Text provided.
⟨

We compared the performance of MERL with that of another state-of-the-art system for multi-agent RL, the
MADDPG algorithm from the University of California, Berkeley. First we tested our virtual robots on the simpler rover problem where only one rover must reach a target. We found that MERL reached more targets than MADDPG, and also saw interesting team behavior emerge in MERL.
In one example, Rovers 1 and 2 both set out towards the same target, but Rover 1 changed course mid-way and headed for a different target. That made sense: If both rovers reached the target, they wouldn’t score additional points. So Rover 1 scrapped its local objective and instead took the longer route to a different target—for the greater good of the team.
When three rovers had to reach a target simultaneously, MADDPG completely failed and MERL’s emergent team formation was even more obvious, a trend we increasingly observed as the required number of rovers mounted. We checked our work using several different multiagent benchmarks. In each case, the two-part optimization of MERL substantially outperformed existing state-of-the-art algorithms.
At Intel’s AI lab, we’re also exploring how communication could help multi-agent systems optimize performance. In particular, we’re investigating whether agents on a team that are in communication with one another can form a language of sorts.
To give an example from the rover simulation: If we allowed each rover a limited bandwidth to communicate with the others, what kind of messages would it transmit? And would the rovers jointly come up with codewords for certain actions? This experiment could give us insight into how language develops to achieve a common goal.

⟩

Information provided.
⟨

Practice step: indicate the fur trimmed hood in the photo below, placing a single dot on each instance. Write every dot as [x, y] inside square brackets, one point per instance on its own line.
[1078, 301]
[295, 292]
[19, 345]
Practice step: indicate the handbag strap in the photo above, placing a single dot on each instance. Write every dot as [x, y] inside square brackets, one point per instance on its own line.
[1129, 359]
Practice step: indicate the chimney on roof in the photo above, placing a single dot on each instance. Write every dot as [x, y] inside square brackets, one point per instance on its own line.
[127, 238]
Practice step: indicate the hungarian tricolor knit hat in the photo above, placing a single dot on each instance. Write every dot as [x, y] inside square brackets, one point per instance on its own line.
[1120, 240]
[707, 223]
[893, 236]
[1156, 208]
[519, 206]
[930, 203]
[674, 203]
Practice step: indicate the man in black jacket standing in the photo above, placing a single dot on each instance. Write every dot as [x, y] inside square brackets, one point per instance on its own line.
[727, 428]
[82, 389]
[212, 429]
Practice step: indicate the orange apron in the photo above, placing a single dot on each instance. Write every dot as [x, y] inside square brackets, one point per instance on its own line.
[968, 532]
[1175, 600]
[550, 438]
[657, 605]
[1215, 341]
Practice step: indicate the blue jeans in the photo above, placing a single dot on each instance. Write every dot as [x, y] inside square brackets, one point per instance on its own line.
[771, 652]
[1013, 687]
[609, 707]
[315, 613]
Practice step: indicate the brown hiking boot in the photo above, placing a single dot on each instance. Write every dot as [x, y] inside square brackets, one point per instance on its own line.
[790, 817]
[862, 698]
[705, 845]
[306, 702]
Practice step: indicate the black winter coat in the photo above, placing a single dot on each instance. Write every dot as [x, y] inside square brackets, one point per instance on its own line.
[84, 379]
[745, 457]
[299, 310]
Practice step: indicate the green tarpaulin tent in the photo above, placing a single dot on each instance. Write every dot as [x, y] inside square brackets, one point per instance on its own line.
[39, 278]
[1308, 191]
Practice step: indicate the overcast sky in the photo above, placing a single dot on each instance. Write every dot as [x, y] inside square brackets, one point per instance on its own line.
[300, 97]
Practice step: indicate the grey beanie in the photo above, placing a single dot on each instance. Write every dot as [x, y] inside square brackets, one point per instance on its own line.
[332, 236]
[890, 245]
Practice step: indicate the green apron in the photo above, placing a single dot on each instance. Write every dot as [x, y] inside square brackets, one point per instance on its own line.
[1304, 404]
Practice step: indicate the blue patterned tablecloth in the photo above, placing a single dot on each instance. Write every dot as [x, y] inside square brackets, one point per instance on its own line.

⟩

Apply what you read.
A. Give again the passage on MERL and multi-agent RL, from "In one example, Rovers" to "existing state-of-the-art algorithms.".
B. List every distinct hyphenated word in the passage on MERL and multi-agent RL.
C. Finish out the next part of the passage on MERL and multi-agent RL, starting after its last sentence.

Answers per task.
A.
In one example, Rovers 1 and 2 both set out towards the same target, but Rover 1 changed course mid-way and headed for a different target. That made sense: If both rovers reached the target, they wouldn’t score additional points. So Rover 1 scrapped its local objective and instead took the longer route to a different target—for the greater good of the team.
When three rovers had to reach a target simultaneously, MADDPG completely failed and MERL’s emergent team formation was even more obvious, a trend we increasingly observed as the required number of rovers mounted. We checked our work using several different multiagent benchmarks. In each case, the two-part optimization of MERL substantially outperformed existing state-of-the-art algorithms.

B.
state-of-the-art
multi-agent
mid-way
two-part

C.
Autonomous systems of many forms are now becoming part of everyday life. While your Roomba is unlikely to do much damage, even if it went haywire, a robotic truck driving down the highway erratically could kill people. So we need to ensure that any agent that’s been trained via RL will operate safely in the real world. How to do that, though, isn’t particularly clear.
We’re exploring ways to define a
common safety benchmark for various RL algorithms and a common framework which can be used to train RL agents to operate safely, regardless of the application. This is easier said than done, because an abstracted concept of safety is hard to define, and a task-specific definition of safety is hard to scale across tasks. It’s important to figure out now how to get such systems to act safely, because we believe that RL systems have a big role to play in society. Today’s AI excels at perception tasks such as object and speech recognition, but it’s ill-suited to taking actions. For robots, self-driving cars, and other such autonomous systems, RL training will enable them to learn how to act in an environment with changing and unexpected conditions.
In one ongoing test of our theories, we’re using RL combined with search algorithms to teach robots how to
develop successful trajectories with minimal interaction with the real world. This technique could allow robots to try out new actions without the risk of damaging themselves in the process. We’re now applying knowledge acquired in this way to an actual bipedal robot at Oregon State University.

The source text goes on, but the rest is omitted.